*AUFGABENSTELLUNG:* Gib aus dem Text über Gentechnik und das Recht auf Gesundheit den Abschnitt von „Das grundrechtlich geschützte“ bis einschließlich „strafbewehrt verboten wären.“ wortgetreu wieder.

┌─ LESETEXT

Das grundrechtlich geschützte Interesse des Kranken oder Behinderten, welches Bedenken gegen genetic engineering zumeist „trumpfen“ dürfte, ist zumindest das Recht auf Gesundheit. Wenn die Gesellschaft Betroffenen Therapien vorenthält, weil sie es für wünschenswert hält, dass es auch Kranke und Behinderte gibt, dann stellt sie diffuse gesellschafts-ästhetische?! Wünsche über das zu Wohl Betroffener – diese müssen dann leiden, weil andere es so wünschen. Utilitaristischer Zynismus; unterlassene Hilfeleistung;  vlt. gar seinerseits menschenwürdewidrig. Der Staat darf niemandem geeignete Therapieverfahren vorenthalten, weil sie Therapien sind. Entscheidend kann nur das Wohl des Betroffenen sein. Es wäre äußerst merkwürdig, wenn nach geburtlich alles daran gesetzt werden muss, Eigenschaften zu verhindern, vorher aber jegliche Versuche strafbewehrt verboten wären.

└─
┌─ ANGEZEIGTE INFORMATIONEN

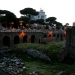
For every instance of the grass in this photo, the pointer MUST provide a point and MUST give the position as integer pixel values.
(40, 66)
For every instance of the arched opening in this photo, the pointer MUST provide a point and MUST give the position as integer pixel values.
(49, 35)
(64, 34)
(25, 39)
(16, 40)
(39, 41)
(53, 35)
(6, 41)
(45, 36)
(32, 38)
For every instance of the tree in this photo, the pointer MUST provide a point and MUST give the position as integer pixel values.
(7, 17)
(29, 12)
(58, 24)
(51, 19)
(40, 21)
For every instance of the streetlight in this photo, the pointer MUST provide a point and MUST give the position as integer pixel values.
(21, 22)
(12, 24)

└─

*ANTWORT:*
Das grundrechtlich geschützte Interesse des Kranken oder Behinderten, welches Bedenken gegen genetic engineering zumeist „trumpfen“ dürfte, ist zumindest das Recht auf Gesundheit. Wenn die Gesellschaft Betroffenen Therapien vorenthält, weil sie es für wünschenswert hält, dass es auch Kranke und Behinderte gibt, dann stellt sie diffuse gesellschafts-ästhetische?! Wünsche über das zu Wohl Betroffener – diese müssen dann leiden, weil andere es so wünschen. Utilitaristischer Zynismus; unterlassene Hilfeleistung;  vlt. gar seinerseits menschenwürdewidrig. Der Staat darf niemandem geeignete Therapieverfahren vorenthalten, weil sie Therapien sind. Entscheidend kann nur das Wohl des Betroffenen sein. Es wäre äußerst merkwürdig, wenn nach geburtlich alles daran gesetzt werden muss, Eigenschaften zu verhindern, vorher aber jegliche Versuche strafbewehrt verboten wären.